### SELECTED EXTRACT

☆ ☆ ☆ ☆

I say this to tell you to not pick quarterbacks high in your fantasy drafts. Get skill players first (WRs, RBs, TEs). They score the touchdowns. They do the cool dances. There's also a lot more of them. Of the 32 NFL teams, there are approximately 20 quarterbacks that I would consider "good", or capable of helping his team win a game, with 11 of them being considered "elite", or irreplaceable on their team. That's 11 players that need someone else's help to score a point versus 100+ players who can score from anywhere on the field and could positively affect your team's chances of winning. I'm not a math major, but it seems kind of hard justifying drafting someone that high when he needs a lot of help to even win you games.
Don't get me wrong; a quarterback is the most important position on the field. He is the field general. But he is human, and he needs help. Without an A.J. Green to throw to every other play, who is Andy Dalton, really? Yes, Russell Wilson breaks the mold as the very short and very athletic quarterback we all know and love, but would he have been Russell Wilson without the Legion of Boom on his defense and Beast Mode toting the ball and moving the chains? Yes, Tom Brady is arguably the greatest pure passing quarterback to ever breathe oxygen, but when he started out, he was a 6th round draft pick who barely started and had to utilize the run game and defenses to win close games. He didn't have Wes Welker, or Randy Moss, or Gronk. He had a good defense and running game. My point? Have a supporting cast drafted and ready to play before you use that #3 overall pick on Cam Newton. I guarantee he'll be there when you pick again at #12. Maybe #21. But he definitely won't be there by pick #126. Draft wisely.
Defense wins championships. Look at the numbers
It's an old coaching adage, but it's supported by fact: offense sell tickets in October, but defense wins championships in February. Super Bowl 50? The top offense played the top defense. The defense won, and won handily. Super Bowl XLVIII? Top offense vs top defense. Result? Defense hoists the Lombardi. Super Bowl XLII, when the 16-0 Patriots played the 9-7 Giants? Guess who won? The Giants. Guess who had the better defense? The 9-7 underdogs who no one thought had a chance. Defense, defense, defense. More often than not, the superior defensive teams will win the tight games, especially games in the cold in December and January when the game matters most (Playoffs).
For your fantasy team, this adage applies. Get a good defense or two to play all season long, and your team will pick up points and win some close games. Seattle Seahawks, Carolina Panthers, and Arizona Cardinals are three excellent defenses that I would recommend picking up as soon as they are available. All three have premier defenders on their roster, and all three force turnovers and sack quarterbacks at will, gaining you and your team valuable points. Some smart sleeper picks include the Oakland Raiders, Minnesota Vikings, and Cincinnati Bengals. These latter three are talented defenses, but were flawed last season. They should improve this year, and if you don't pick them, your buddy George will, and George's team might just beat your team in a couple weeks thanks to a few extra points.
My point? Your team is only as good as the weakest part. Don't let your weak part be your defense. It's very important to fantasy success. If you think playing the Dolphins defense every week will help you win games, you live in another world where it's 1972 every season and Don Shula is prowling the sidelines once again. All seriousness, not everyone will be able to have Seattle's defense, but you can be smart and pick an up and coming one like Minnesota's and still be competitive every week. Draft wisely.

☆ ☆ ☆ ☆

### WHAT YOU NEED TO DO
In the fantasy football advice, which three teams are named as smart sleeper picks on defense?

### DATA LISTING
☆ ☆ ☆ ☆

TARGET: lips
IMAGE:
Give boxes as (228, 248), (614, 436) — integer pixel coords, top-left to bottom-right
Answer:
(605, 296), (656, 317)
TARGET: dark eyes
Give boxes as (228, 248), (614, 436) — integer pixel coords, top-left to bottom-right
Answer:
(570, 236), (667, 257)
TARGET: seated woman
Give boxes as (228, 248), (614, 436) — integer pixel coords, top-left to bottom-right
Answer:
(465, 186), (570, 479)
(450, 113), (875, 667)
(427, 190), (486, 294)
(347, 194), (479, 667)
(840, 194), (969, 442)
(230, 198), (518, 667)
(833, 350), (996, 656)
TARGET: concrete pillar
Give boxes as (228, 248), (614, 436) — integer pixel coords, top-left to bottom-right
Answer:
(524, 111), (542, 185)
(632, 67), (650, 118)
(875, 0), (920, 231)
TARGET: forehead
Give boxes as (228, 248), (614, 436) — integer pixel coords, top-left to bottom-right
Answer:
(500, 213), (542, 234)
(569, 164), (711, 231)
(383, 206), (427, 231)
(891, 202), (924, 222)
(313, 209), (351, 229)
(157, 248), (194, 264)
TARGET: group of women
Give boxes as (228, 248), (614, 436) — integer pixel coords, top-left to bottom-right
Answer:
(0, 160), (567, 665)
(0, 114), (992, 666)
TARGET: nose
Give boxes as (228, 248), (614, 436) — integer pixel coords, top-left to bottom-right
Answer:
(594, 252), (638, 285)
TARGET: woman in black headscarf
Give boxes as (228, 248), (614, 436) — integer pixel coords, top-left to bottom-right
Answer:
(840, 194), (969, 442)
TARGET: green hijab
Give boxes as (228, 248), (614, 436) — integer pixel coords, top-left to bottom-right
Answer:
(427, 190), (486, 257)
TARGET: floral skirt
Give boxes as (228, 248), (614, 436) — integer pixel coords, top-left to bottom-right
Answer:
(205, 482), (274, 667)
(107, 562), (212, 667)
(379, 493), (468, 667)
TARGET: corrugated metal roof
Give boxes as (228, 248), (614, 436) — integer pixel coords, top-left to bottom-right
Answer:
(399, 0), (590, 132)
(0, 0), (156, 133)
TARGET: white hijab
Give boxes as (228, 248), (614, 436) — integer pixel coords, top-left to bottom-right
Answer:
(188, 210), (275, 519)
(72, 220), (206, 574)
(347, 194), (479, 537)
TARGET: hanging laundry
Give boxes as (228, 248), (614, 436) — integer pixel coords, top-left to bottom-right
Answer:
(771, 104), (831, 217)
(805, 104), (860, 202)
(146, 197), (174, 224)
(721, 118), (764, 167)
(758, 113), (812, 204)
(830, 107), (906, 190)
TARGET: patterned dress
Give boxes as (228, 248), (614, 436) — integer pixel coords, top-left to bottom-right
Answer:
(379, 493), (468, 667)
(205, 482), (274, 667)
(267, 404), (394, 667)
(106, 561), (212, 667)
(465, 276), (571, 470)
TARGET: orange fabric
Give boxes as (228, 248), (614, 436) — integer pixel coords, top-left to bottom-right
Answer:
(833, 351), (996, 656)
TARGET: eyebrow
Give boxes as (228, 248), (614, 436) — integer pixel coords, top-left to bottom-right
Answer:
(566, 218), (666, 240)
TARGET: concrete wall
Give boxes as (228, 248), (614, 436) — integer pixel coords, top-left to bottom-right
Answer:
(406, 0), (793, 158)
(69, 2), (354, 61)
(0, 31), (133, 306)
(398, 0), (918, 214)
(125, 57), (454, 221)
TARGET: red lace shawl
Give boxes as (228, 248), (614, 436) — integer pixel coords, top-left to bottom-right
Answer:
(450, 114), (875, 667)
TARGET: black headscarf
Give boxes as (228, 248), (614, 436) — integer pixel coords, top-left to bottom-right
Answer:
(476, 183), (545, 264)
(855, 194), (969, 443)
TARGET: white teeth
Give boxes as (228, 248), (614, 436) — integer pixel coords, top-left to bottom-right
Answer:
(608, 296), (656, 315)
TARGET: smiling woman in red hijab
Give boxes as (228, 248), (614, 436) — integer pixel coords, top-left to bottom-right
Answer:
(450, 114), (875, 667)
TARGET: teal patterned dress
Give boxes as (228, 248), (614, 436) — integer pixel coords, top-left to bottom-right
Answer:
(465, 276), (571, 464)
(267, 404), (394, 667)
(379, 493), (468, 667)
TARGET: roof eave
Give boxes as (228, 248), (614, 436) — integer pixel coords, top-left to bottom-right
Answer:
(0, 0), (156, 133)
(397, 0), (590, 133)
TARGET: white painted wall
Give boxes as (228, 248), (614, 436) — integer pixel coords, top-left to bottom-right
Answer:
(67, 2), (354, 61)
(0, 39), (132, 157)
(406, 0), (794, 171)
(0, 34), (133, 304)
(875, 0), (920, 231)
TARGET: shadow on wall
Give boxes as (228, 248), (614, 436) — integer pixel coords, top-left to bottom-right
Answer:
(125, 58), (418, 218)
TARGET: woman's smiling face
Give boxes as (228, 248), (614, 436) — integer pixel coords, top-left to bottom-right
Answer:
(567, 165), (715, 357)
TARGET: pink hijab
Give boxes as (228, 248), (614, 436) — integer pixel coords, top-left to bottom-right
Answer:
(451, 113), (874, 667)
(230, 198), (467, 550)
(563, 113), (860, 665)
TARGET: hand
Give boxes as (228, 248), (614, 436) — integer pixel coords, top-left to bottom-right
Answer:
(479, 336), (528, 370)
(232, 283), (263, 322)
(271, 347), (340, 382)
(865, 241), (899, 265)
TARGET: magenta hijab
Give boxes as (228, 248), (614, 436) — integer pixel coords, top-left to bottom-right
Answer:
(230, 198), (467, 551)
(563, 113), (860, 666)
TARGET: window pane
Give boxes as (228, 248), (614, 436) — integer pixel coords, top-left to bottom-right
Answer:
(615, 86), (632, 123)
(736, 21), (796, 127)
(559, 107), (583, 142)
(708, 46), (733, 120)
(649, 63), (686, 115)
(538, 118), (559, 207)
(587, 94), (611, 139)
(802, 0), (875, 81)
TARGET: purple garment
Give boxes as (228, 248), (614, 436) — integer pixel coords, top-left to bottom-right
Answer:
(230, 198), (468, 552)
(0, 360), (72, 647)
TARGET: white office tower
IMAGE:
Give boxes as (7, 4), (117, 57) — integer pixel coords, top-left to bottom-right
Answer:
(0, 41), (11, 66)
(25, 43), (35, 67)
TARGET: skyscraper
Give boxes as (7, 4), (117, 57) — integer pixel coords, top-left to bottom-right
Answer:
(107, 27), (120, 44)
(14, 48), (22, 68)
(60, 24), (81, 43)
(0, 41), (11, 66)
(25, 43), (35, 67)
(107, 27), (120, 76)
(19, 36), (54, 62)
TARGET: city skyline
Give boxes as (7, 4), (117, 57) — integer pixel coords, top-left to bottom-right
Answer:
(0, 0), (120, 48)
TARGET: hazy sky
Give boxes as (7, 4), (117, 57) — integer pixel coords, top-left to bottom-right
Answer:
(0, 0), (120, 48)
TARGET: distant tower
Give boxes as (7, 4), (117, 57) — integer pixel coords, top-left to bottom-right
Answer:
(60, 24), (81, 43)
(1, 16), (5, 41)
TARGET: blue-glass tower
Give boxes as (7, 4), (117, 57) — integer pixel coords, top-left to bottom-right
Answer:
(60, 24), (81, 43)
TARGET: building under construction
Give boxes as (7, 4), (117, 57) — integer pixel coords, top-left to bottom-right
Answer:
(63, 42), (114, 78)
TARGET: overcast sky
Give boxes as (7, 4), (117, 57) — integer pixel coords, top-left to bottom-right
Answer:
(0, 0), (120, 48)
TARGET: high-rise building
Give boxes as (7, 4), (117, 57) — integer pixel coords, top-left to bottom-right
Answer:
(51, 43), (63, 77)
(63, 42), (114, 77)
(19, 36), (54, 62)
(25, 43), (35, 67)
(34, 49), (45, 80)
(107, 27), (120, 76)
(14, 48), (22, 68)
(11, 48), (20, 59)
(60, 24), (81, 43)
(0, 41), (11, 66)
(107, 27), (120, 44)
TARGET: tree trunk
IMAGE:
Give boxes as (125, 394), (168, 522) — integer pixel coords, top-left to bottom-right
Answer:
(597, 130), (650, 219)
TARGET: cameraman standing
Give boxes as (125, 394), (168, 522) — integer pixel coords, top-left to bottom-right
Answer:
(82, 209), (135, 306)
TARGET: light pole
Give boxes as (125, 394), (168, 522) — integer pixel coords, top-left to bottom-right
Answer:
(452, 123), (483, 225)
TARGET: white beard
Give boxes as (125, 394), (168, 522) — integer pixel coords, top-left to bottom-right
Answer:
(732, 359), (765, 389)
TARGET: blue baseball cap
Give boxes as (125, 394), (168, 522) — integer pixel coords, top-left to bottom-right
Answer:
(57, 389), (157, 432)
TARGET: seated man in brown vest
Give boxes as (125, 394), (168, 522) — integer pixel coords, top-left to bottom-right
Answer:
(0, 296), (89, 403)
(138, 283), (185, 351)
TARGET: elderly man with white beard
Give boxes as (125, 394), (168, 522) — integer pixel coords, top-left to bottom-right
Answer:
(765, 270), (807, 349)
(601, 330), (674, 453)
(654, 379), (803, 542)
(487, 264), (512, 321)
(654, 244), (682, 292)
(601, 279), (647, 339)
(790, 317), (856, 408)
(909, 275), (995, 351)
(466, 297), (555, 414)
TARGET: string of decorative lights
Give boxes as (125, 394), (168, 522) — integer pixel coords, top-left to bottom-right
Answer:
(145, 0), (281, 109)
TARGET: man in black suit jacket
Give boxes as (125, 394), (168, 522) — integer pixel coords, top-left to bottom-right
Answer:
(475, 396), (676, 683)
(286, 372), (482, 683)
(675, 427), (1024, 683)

☆ ☆ ☆ ☆

### YOUR RESPONSE
The Oakland Raiders, Minnesota Vikings, and Cincinnati Bengals.